How many lines in the data that follows contain the word "below"? Only that number is needed.

__Source records__.
BEGIN
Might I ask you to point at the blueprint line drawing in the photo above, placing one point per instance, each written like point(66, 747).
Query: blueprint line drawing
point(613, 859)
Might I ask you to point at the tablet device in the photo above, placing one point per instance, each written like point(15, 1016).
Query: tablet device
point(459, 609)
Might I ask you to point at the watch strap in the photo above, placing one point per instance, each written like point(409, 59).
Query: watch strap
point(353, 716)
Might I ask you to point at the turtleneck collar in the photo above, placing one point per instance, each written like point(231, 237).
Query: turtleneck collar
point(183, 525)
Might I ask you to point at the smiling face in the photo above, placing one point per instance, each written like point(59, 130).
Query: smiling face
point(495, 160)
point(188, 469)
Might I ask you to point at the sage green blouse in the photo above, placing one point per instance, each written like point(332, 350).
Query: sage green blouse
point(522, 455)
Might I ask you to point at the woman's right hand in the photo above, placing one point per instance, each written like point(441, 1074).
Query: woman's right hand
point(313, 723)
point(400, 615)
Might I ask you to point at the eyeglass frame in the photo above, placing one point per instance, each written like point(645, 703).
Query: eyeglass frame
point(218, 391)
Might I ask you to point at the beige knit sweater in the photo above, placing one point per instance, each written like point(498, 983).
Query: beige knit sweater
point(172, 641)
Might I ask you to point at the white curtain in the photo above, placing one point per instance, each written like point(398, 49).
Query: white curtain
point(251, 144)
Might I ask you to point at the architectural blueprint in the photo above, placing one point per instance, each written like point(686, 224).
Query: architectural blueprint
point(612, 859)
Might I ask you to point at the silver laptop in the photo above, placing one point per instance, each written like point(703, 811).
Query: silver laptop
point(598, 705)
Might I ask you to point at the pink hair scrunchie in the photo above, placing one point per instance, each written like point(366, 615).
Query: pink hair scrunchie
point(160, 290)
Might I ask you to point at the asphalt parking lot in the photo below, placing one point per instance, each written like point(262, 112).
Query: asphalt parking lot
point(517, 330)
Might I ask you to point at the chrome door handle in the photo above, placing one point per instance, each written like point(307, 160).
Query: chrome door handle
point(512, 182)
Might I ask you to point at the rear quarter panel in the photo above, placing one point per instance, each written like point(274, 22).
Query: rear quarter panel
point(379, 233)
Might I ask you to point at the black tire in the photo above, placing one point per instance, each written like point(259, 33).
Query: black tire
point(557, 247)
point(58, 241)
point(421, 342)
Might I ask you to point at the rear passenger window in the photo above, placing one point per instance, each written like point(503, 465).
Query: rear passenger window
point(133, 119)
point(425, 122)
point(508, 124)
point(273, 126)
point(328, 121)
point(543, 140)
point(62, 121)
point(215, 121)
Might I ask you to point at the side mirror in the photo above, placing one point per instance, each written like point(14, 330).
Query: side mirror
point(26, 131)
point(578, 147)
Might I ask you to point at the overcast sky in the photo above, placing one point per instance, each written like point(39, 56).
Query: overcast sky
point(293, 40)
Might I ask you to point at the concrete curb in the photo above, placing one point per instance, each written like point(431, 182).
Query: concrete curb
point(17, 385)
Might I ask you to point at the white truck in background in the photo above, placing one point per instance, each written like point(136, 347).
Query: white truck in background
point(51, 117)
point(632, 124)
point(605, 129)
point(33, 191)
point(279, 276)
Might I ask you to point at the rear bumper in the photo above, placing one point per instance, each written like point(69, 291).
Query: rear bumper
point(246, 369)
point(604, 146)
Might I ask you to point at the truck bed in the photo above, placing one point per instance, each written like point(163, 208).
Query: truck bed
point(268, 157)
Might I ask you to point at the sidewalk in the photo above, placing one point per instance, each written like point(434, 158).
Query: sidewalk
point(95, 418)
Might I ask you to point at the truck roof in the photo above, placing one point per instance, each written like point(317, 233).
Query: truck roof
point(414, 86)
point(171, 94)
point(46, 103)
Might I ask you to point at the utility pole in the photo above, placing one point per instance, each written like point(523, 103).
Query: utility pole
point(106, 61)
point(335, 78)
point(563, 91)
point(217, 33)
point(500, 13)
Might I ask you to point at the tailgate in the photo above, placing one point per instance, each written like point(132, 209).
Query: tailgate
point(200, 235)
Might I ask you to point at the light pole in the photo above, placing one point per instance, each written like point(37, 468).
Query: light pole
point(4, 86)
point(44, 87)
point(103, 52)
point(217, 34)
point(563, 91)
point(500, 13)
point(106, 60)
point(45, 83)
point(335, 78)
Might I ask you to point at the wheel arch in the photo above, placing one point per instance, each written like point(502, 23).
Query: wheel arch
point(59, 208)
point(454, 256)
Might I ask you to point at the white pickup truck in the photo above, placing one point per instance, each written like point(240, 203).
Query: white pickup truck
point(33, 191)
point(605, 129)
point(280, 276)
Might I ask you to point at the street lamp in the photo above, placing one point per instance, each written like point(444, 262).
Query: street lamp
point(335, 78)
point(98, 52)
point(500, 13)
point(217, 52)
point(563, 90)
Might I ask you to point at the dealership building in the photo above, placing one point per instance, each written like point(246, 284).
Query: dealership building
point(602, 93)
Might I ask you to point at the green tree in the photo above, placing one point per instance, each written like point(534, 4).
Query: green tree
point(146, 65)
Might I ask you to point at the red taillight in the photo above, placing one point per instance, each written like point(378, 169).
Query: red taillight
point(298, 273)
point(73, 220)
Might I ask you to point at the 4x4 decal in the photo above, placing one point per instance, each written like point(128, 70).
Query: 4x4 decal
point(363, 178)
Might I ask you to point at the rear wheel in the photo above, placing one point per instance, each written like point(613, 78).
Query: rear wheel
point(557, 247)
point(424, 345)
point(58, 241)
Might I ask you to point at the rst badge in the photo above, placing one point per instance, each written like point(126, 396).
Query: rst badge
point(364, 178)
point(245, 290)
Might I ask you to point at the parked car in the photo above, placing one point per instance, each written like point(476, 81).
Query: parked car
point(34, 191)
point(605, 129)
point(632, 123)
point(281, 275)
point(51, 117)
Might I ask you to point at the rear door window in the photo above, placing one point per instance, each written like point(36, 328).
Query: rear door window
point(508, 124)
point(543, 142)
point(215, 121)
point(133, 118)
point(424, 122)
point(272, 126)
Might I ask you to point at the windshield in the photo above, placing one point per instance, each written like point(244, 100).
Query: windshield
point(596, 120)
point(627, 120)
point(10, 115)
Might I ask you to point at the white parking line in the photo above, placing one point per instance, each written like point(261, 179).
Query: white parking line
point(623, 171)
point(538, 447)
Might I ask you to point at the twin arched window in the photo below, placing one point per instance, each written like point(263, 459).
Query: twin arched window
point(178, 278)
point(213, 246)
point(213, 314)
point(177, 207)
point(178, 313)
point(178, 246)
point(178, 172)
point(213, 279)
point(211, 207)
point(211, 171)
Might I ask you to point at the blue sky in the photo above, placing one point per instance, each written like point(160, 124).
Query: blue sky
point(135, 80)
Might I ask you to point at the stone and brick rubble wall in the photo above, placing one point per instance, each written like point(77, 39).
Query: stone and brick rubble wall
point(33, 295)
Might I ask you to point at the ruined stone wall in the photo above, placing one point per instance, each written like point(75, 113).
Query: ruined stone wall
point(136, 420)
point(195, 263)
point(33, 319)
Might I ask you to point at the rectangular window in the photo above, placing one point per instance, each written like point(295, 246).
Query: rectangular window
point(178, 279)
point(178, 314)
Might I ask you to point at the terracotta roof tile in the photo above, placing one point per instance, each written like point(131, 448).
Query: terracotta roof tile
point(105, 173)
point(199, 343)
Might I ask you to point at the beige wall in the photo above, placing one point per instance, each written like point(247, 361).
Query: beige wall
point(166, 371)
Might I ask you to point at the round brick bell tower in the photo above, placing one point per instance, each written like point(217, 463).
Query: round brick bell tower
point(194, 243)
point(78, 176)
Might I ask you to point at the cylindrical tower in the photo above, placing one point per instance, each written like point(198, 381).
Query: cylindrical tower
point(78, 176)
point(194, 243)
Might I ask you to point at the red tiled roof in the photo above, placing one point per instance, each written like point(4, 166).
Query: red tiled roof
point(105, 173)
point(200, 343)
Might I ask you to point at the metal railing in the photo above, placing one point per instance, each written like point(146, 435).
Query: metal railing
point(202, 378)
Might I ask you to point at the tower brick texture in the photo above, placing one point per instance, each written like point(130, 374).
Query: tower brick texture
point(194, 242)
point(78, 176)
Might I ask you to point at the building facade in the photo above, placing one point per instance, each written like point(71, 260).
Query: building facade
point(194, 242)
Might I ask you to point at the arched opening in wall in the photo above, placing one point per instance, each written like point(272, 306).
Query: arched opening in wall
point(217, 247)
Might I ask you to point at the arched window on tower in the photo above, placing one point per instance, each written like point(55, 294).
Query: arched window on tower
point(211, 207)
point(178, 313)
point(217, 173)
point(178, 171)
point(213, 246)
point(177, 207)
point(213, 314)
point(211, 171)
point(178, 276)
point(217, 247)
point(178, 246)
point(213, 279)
END
__Answer to the problem__. 2